▶ **EXTRACTED TEXT**
________________________________________

April 1, 2013

New Life In An Old Setting: Worcester's Canal District Embarks On A New Era

PHOTO/Jacquelyn Gutc
A thriving Jewish neighborhood until the 1970s, Water Street, part of Worcester's Canal District, is now a major entertainment area of the city, home to restaurants, bars and clubs that are particularly lively on weekends. However, some signs of the area's past remain, such as the Water Street staple Weintraub's Jewish Deli, down the street from the long-standing Broadway Catering.
Amy Chase, owner of the Crompton Collective, is credited with expanding interest and traffic in Crompton Place, a mixed-use development in the Canal District.

The Canal District Through The Years

1824-1828: The Blackstone Canal is dug to connect Worcester and the Blackstone Valley towns to Narragansett Bay in Rhode Island. It helps convert the city from an agricultural town of 3,000 into a hub of the United States' industrial revolution.

1890s: In use for 20 years, the canal is an open waterway for nearly 50 years, but increasingly used as a sewer. In the 1890s, it's declared a public health hazard and paved over by Harding Street (see photo above).

1920s: Once predominantly Irish Catholic, the area becomes a predominantly Jewish enclave with bakeries, kosher butchers and delicatessens.

1970s: The construction of Interstate 290 through the Water Street neighborhood eliminates homes that supported area businesses. That, along with the city's overall economic decline during the decade, sees factories close and residents move to the suburbs. Water Street's identity as a Jewish neighborhood fades as shops begin to close and descendants of the first Jewish immigrants move to the west side.

2003: The city commissions a feasibility study on reopening the canal. A group of community and business leaders meets to discuss the study and other possible improvements for the area. The study finds that reopening the waterway is possible and economically viable, but would cost tens of millions of dollars. The group of local stakeholders forms the Canal District Alliance. About six years later, the Canal District Business Association is formed to find ways to promote the area and grow business.

Today: The area now known as the Canal District is becoming an entertainment hub with new shops, restaurants, bars and clubs.

Sources: Worcester Historical Museum, Canal District Alliance

As Worcester works to revitalize its neighborhoods, the city's Canal District is one area many point to as an up-and-coming place.

There's a list of upgrades community leaders still want to see, but public-private partnerships over the last decade have led to improvements in building fašades, streets and sidewalks, as well as renewed entrepreneurial interest.

"It's an area that has absolutely been changing," said Timothy McGourthy, Worcester's economic development director. "It has some great historic bones; it's a very walkable area; it's a very concentrated area."

Named for the Blackstone Canal, which was built in the late 1820s and linked the city to Rhode Island's Narragansett Bay, the area helped Worcester industrialize. The canal was covered over in the 1890s, but community leaders hope to reopen it to help drive tourism and business.

The district has undergone many transformations from the time Irish immigrants flocked to the area and helped build the waterway, to its becoming home to mostly Eastern European immigrants by the 1920s, according to the Worcester Historical Museum. Eventually, Water Street, in particular, was identified as a Jewish neighborhood, but it declined when its bakeries, kosher butchers and delicatessens began to close in the 1970s.

The current wave of revitalization began about 10 years ago when community leaders started discussing a city-commissioned feasibility study on reopening the canal.

________________________________________

▶ **DATASET**
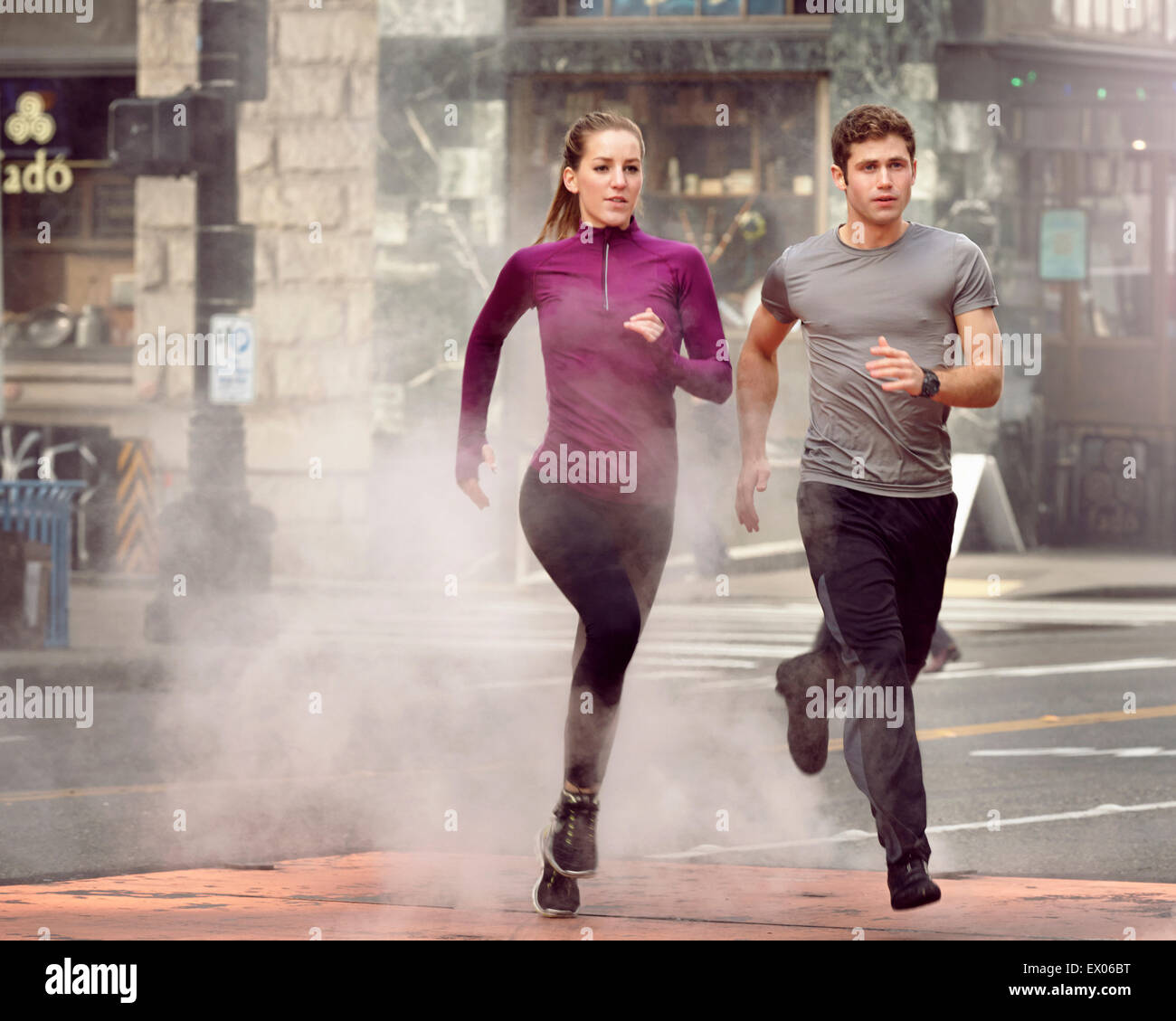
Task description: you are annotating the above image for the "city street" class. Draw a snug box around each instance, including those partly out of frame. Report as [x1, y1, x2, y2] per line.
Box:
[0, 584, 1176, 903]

________________________________________

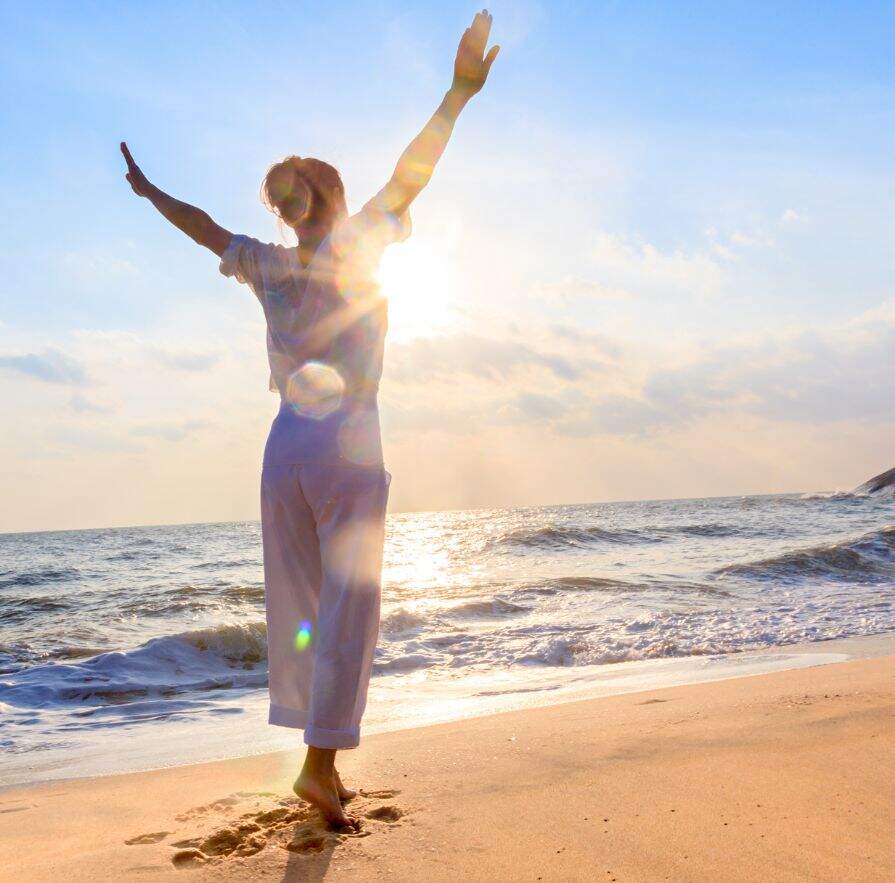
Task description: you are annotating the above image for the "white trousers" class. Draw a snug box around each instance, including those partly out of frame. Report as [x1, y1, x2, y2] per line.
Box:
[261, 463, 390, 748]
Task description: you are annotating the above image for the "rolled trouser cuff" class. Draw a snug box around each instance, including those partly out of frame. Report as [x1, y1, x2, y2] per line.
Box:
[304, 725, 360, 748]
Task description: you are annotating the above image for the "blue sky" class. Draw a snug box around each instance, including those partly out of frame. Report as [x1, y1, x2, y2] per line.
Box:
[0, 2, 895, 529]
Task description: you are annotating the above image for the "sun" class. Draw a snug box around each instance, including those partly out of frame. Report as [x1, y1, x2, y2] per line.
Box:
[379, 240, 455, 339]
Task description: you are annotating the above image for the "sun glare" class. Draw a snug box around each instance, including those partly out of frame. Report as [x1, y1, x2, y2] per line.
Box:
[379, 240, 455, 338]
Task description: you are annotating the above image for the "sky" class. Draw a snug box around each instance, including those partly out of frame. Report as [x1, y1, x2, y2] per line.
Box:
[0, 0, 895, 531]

________________________________________

▶ **PROBLEMS TO WORK ON**
a. Reproduce word for word everything in the Canal District article from "PHOTO/Jacquelyn Gutc" down to "States' industrial revolution.".
b. Locate and copy out every line in the rows that contains the string "annotating", treating uppercase and lowercase letters as different.

▶ **EXPECTED RESULTS**
a.
PHOTO/Jacquelyn Gutc
A thriving Jewish neighborhood until the 1970s, Water Street, part of Worcester's Canal District, is now a major entertainment area of the city, home to restaurants, bars and clubs that are particularly lively on weekends. However, some signs of the area's past remain, such as the Water Street staple Weintraub's Jewish Deli, down the street from the long-standing Broadway Catering.
Amy Chase, owner of the Crompton Collective, is credited with expanding interest and traffic in Crompton Place, a mixed-use development in the Canal District.

The Canal District Through The Years

1824-1828: The Blackstone Canal is dug to connect Worcester and the Blackstone Valley towns to Narragansett Bay in Rhode Island. It helps convert the city from an agricultural town of 3,000 into a hub of the United States' industrial revolution.

b.
Task description: you are annotating the above image for the "city street" class. Draw a snug box around each instance, including those partly out of frame. Report as [x1, y1, x2, y2] per line.
Task description: you are annotating the above image for the "white trousers" class. Draw a snug box around each instance, including those partly out of frame. Report as [x1, y1, x2, y2] per line.
Task description: you are annotating the above image for the "rolled trouser cuff" class. Draw a snug box around each instance, including those partly out of frame. Report as [x1, y1, x2, y2] per line.
Task description: you are annotating the above image for the "blue sky" class. Draw a snug box around each instance, including those partly out of frame. Report as [x1, y1, x2, y2] per line.
Task description: you are annotating the above image for the "sun" class. Draw a snug box around each instance, including those partly out of frame. Report as [x1, y1, x2, y2] per line.
Task description: you are annotating the above image for the "sun glare" class. Draw a snug box around each instance, including those partly out of frame. Report as [x1, y1, x2, y2] per line.
Task description: you are annotating the above image for the "sky" class. Draw a snug box around each instance, including those partly out of frame. Report as [x1, y1, x2, y2] per line.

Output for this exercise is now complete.